→ **SHORT PROBLEM**
Please arrange the material as a JSON list of strings, starting at its first line and ending with the line containing "[513,489,579,541]", both included. Use one string per line, leave out blank lines, and include nothing past that line.

→ **GIVEN RECORDS**

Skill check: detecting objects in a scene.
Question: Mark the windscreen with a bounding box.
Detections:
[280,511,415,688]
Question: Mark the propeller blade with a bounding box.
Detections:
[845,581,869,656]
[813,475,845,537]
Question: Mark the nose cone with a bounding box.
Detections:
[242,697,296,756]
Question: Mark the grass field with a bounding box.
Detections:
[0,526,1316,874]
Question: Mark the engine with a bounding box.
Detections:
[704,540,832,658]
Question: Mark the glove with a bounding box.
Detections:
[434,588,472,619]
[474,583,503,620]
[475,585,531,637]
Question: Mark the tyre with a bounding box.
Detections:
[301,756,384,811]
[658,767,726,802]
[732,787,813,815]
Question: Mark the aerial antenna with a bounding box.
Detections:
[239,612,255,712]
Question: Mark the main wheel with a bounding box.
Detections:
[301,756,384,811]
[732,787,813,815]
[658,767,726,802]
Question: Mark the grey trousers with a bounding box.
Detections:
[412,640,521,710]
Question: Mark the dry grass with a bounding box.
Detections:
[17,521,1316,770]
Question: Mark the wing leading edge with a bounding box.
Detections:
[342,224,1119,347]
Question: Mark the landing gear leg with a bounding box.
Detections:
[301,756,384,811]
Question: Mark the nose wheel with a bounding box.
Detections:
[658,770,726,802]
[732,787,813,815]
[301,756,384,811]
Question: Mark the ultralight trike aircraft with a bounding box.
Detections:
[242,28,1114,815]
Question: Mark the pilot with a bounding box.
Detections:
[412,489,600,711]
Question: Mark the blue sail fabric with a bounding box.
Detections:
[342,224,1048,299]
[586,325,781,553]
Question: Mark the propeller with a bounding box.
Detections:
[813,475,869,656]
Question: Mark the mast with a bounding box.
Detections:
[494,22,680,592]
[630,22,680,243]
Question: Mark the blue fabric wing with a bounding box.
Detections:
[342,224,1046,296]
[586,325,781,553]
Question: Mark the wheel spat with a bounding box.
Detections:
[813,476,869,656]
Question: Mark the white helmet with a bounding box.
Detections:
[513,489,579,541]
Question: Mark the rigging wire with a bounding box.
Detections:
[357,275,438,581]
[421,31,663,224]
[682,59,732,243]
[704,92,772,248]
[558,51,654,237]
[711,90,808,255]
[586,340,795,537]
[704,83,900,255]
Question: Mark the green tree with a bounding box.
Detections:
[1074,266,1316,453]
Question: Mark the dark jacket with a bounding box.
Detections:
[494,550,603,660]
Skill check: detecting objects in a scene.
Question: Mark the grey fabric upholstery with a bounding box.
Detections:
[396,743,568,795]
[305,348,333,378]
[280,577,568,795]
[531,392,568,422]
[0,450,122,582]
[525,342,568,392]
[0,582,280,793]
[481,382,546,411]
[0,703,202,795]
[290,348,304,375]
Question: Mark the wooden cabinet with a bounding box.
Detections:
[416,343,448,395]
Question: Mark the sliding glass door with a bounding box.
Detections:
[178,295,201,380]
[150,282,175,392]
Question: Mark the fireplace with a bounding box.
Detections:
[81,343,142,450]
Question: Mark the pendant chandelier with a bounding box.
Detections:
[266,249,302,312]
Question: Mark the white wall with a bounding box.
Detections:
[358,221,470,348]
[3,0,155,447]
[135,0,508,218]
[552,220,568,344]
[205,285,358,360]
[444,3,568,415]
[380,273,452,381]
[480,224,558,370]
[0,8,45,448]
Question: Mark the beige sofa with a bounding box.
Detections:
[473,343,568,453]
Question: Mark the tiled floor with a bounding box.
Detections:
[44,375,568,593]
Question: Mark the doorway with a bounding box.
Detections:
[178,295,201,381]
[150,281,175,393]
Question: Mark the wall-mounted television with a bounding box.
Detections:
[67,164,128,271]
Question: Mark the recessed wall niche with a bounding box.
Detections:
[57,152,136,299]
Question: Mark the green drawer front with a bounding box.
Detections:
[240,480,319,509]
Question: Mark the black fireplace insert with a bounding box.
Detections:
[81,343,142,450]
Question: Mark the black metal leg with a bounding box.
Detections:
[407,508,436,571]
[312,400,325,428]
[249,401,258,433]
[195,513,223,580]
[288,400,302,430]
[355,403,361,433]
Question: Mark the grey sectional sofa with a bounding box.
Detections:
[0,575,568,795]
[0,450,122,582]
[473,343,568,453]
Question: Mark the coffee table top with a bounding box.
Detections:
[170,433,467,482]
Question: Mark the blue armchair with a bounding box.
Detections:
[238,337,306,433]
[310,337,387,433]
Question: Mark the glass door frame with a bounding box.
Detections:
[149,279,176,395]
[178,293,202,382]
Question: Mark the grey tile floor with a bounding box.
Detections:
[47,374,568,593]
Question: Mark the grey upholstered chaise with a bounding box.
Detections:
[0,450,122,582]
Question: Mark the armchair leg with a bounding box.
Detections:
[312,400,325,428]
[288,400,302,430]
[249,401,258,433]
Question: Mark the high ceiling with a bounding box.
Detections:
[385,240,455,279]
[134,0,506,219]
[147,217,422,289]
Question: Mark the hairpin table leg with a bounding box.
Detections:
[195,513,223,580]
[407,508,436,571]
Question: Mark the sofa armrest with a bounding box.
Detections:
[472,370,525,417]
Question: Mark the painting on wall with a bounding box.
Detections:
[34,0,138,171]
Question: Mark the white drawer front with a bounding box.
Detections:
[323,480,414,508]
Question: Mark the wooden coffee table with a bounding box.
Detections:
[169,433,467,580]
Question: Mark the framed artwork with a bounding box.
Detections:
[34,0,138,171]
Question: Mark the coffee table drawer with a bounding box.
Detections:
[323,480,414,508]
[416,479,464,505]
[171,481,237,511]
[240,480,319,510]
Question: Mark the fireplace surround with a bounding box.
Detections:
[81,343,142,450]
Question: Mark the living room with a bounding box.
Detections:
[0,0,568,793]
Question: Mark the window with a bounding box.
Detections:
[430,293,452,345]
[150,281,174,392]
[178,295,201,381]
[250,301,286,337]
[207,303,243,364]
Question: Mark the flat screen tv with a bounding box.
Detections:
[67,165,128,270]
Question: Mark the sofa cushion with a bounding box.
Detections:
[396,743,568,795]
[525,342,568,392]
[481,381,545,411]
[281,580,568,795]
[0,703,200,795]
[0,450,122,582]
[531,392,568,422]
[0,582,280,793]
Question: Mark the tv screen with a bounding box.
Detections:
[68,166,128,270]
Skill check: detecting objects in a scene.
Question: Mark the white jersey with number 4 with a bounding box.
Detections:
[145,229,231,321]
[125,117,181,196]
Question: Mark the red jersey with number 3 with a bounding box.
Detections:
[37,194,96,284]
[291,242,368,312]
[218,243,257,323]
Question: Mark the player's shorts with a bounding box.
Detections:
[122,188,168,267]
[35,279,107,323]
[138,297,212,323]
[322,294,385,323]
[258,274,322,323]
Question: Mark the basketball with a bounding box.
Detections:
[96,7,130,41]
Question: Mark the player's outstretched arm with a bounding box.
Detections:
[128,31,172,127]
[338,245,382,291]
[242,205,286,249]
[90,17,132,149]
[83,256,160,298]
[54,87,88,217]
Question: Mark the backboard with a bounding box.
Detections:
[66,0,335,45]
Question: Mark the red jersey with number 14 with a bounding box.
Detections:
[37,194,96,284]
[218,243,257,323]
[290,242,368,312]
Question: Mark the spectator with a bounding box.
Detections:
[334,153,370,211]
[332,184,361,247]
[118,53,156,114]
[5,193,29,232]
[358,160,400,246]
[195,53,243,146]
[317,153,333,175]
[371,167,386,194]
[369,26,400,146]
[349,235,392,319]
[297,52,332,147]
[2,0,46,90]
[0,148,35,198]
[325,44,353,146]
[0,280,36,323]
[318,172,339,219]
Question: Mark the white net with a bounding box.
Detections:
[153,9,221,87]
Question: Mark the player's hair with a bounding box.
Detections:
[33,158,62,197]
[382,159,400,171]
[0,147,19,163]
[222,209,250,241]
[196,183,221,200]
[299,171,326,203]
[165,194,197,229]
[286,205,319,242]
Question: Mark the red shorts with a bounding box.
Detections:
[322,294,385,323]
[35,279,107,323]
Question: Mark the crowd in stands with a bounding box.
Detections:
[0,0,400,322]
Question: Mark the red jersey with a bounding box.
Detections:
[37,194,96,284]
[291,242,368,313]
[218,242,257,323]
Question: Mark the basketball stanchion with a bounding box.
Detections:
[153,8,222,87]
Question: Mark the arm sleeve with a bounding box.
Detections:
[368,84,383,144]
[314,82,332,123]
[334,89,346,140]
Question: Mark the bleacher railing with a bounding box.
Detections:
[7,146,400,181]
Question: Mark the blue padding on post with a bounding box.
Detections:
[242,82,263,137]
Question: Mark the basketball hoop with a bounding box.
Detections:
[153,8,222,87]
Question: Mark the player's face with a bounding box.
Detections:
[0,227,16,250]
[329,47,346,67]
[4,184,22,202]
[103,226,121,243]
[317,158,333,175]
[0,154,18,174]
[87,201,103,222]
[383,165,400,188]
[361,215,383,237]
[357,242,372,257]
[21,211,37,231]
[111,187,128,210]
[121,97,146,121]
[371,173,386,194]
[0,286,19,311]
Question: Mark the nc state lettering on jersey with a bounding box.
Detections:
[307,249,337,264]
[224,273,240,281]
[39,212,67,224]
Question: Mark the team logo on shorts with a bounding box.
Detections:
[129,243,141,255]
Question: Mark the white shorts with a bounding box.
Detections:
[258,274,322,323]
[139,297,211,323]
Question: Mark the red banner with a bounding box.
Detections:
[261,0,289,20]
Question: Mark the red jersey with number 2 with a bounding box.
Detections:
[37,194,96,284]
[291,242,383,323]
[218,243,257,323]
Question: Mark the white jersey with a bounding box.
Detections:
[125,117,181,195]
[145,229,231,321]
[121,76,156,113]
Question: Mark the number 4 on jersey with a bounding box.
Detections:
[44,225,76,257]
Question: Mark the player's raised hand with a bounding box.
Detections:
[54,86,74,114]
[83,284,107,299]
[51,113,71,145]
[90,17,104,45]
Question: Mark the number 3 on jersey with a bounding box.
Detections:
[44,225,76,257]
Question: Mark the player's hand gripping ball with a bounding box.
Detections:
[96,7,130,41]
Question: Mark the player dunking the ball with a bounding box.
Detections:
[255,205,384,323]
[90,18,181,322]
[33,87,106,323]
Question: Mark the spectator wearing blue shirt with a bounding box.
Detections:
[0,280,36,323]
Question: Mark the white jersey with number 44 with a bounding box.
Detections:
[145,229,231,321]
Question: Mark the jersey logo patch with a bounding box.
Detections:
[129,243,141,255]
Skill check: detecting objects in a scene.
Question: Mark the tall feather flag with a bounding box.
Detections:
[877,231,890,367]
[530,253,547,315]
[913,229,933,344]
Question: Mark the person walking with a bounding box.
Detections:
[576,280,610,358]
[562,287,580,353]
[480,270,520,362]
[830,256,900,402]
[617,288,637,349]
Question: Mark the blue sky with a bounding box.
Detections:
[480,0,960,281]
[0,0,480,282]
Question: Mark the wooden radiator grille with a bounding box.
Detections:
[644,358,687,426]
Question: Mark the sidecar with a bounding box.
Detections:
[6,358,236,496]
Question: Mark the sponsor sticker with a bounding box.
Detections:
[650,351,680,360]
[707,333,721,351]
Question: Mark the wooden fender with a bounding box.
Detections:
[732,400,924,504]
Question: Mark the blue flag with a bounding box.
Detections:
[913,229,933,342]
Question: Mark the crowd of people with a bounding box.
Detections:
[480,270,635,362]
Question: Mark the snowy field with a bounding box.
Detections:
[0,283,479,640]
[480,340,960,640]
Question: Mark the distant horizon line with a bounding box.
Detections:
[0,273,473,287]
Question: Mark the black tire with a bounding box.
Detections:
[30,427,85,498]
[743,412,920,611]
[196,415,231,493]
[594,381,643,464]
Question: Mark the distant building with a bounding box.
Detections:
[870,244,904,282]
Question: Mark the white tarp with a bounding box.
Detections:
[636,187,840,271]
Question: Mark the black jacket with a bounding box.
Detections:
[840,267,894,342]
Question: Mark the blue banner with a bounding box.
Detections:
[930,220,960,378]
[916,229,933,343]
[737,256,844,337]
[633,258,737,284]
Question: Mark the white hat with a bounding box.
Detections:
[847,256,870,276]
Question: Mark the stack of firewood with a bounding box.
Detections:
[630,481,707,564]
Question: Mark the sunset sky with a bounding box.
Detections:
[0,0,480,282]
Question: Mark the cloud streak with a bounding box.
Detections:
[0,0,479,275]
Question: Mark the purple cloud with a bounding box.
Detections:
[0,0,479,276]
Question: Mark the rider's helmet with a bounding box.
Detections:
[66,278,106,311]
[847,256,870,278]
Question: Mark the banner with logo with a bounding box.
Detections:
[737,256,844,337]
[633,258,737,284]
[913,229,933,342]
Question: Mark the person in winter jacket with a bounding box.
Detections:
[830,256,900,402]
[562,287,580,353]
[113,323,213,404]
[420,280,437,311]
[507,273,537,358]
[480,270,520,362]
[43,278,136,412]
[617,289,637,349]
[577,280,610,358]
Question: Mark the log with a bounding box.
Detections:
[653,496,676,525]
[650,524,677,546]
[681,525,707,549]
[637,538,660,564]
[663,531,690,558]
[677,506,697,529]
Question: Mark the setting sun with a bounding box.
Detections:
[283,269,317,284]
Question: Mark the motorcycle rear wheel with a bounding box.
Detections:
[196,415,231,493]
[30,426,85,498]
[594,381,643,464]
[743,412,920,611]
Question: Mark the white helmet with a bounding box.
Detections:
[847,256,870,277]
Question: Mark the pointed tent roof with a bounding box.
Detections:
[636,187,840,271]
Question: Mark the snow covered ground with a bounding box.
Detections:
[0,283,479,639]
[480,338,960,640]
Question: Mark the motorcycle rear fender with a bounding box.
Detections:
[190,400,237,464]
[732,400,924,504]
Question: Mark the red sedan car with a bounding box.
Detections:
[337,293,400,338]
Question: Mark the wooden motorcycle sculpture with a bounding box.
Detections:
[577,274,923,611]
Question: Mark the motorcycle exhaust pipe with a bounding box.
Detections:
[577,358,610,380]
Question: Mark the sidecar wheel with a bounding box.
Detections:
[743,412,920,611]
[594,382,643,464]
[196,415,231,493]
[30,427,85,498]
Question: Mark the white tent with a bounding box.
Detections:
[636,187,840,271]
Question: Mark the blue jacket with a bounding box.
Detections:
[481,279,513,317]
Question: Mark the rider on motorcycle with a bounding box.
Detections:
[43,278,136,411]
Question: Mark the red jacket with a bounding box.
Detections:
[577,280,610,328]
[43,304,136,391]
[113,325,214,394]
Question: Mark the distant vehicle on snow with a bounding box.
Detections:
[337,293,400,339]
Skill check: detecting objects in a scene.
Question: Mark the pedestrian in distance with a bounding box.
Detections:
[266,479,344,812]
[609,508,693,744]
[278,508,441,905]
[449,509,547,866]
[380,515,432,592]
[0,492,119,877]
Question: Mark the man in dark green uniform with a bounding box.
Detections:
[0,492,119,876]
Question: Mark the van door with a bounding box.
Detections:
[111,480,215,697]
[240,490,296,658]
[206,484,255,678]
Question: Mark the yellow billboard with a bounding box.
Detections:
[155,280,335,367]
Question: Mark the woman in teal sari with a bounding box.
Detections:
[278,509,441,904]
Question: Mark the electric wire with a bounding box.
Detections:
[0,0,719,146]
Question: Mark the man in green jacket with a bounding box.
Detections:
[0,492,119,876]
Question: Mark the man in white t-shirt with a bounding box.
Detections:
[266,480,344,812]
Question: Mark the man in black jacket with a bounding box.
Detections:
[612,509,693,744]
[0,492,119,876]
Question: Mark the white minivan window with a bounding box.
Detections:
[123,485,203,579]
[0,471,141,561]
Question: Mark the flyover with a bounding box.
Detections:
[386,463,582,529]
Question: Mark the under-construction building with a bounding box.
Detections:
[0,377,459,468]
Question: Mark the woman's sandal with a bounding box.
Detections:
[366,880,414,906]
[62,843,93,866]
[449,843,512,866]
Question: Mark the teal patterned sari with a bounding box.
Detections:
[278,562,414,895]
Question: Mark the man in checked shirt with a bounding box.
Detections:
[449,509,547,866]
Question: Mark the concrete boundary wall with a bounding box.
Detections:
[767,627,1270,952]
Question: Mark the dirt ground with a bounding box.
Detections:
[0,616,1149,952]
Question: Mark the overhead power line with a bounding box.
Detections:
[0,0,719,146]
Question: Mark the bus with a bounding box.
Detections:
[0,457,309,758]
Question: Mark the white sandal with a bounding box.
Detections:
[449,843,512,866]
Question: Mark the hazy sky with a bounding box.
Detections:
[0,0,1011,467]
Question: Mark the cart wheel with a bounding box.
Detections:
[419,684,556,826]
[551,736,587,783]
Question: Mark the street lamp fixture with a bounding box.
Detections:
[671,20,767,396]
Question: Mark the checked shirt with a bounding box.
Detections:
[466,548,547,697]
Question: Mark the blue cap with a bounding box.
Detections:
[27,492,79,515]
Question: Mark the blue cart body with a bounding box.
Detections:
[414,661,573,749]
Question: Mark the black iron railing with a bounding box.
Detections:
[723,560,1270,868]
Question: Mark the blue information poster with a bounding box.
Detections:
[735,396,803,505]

→ **THE RESULT**
[
  "Skill check: detecting objects in a scene.",
  "Question: Mark the windscreen with a bounding box.",
  "Detections:",
  "[280,511,415,688]",
  "Question: Mark the propeller blade with a bounding box.",
  "Detections:",
  "[845,581,869,656]",
  "[813,475,845,537]",
  "Question: Mark the nose cone with a bounding box.",
  "Detections:",
  "[242,697,296,756]",
  "Question: Mark the grass field with a bounding box.",
  "Detections:",
  "[0,526,1316,874]",
  "Question: Mark the engine with a bounding box.",
  "Detections:",
  "[704,540,832,658]",
  "Question: Mark the glove with a bounding box.",
  "Detections:",
  "[434,588,472,619]",
  "[474,583,503,620]",
  "[475,585,531,637]",
  "Question: Mark the tyre with a bounding box.",
  "Detections:",
  "[301,756,384,811]",
  "[658,767,726,802]",
  "[732,787,813,815]",
  "Question: Mark the aerial antenna with a bounding box.",
  "Detections:",
  "[239,612,255,712]",
  "Question: Mark the main wheel with a bounding box.",
  "Detections:",
  "[301,756,384,811]",
  "[732,787,813,815]",
  "[658,767,726,802]",
  "Question: Mark the grey trousers with a bounding box.",
  "Detections:",
  "[412,640,521,710]",
  "Question: Mark the dry grass with a bounding box.",
  "Detections:",
  "[17,521,1316,770]",
  "Question: Mark the wing leading edge with a bounding box.",
  "Detections:",
  "[342,224,1119,347]",
  "Question: Mark the landing gear leg with a bounding box.",
  "Detections:",
  "[301,756,384,811]",
  "Question: Mark the nose wheel with a bounding box.",
  "Detections:",
  "[658,770,726,802]",
  "[732,787,813,815]",
  "[301,756,384,811]",
  "Question: Mark the ultralight trike aircraft with a bounding box.",
  "Detections:",
  "[242,28,1114,815]",
  "Question: Mark the pilot with a bounding box.",
  "Detections:",
  "[412,489,600,711]",
  "Question: Mark the blue sail fabric with a bounding box.",
  "Detections:",
  "[342,224,1048,299]",
  "[586,325,781,553]",
  "Question: Mark the propeller with a bounding box.",
  "Detections:",
  "[813,475,869,656]",
  "Question: Mark the mast with a bounding box.",
  "Detections:",
  "[494,22,680,592]",
  "[630,22,680,243]",
  "Question: Mark the blue fabric wing with a bounding box.",
  "Detections:",
  "[342,224,1046,296]",
  "[586,325,781,553]",
  "Question: Mark the wheel spat with a bounding box.",
  "Detections:",
  "[813,476,869,656]",
  "Question: Mark the white helmet with a bounding box.",
  "Detections:",
  "[513,489,579,541]"
]